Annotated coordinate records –
+ + + + + + +
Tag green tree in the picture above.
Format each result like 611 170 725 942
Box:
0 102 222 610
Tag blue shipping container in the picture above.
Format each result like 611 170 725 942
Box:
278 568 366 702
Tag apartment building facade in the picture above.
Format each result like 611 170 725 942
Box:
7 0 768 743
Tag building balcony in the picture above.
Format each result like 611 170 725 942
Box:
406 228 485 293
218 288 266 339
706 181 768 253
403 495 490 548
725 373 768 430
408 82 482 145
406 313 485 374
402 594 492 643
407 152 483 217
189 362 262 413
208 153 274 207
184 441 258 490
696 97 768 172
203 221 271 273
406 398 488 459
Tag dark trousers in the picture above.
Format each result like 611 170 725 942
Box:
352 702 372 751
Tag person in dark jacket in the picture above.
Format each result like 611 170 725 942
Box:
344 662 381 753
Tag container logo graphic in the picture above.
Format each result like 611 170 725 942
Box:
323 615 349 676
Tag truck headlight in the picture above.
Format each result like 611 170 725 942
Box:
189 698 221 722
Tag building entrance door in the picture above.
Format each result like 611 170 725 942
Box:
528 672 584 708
+ + + + + + +
PROBLEM –
Copy all of the entries above word for word, keeping every line and number unchanged.

OUTPUT –
Tag green tree in the picture above.
Format each result like 611 170 725 942
Box:
0 102 222 610
Tag blue shipping container in the picture above.
Format each result like 611 170 725 942
Box:
278 568 366 702
Tag apartment building facade in the picture above.
Format each result like 611 170 725 942
Box:
7 0 768 743
Tag building balcony in the picture above.
Format each result like 611 170 725 942
Box:
406 228 485 293
218 288 266 339
706 181 768 253
403 495 490 548
725 373 768 430
408 82 482 145
406 313 485 374
402 594 492 643
407 152 483 217
189 362 262 413
208 153 274 207
184 441 258 490
696 97 768 172
203 221 271 273
406 398 488 459
Tag dark trousers in the picture above.
Format each result like 611 170 725 942
Box:
352 702 372 751
Tag person in dark jacket in the picture above.
Format each result like 611 170 725 942
Box:
344 662 381 753
Tag container logo graphic in the picture above.
Format each result like 611 170 725 942
Box:
323 615 349 676
Tag truck headlight in the picture above.
Format each result like 611 170 725 942
Box:
189 698 221 722
Tag building entrance door in the picture above.
Format each result like 611 170 725 942
Box:
528 672 584 708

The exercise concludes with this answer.